RECORD LIST ▸
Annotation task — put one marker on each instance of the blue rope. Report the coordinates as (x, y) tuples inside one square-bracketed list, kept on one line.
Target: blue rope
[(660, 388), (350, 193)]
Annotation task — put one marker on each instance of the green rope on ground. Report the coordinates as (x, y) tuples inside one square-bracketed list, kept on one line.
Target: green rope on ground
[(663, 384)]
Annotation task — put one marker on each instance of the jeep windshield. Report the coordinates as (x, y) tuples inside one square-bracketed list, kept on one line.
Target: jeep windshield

--

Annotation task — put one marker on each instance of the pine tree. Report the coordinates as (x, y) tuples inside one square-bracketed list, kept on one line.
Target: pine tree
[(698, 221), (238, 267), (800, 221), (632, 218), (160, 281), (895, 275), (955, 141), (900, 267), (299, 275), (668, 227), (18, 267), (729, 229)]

SHORT PROBLEM ▸ Please count the rows above that contain the word "rope", and give only that number.

TASK SOLUTION ▸ 4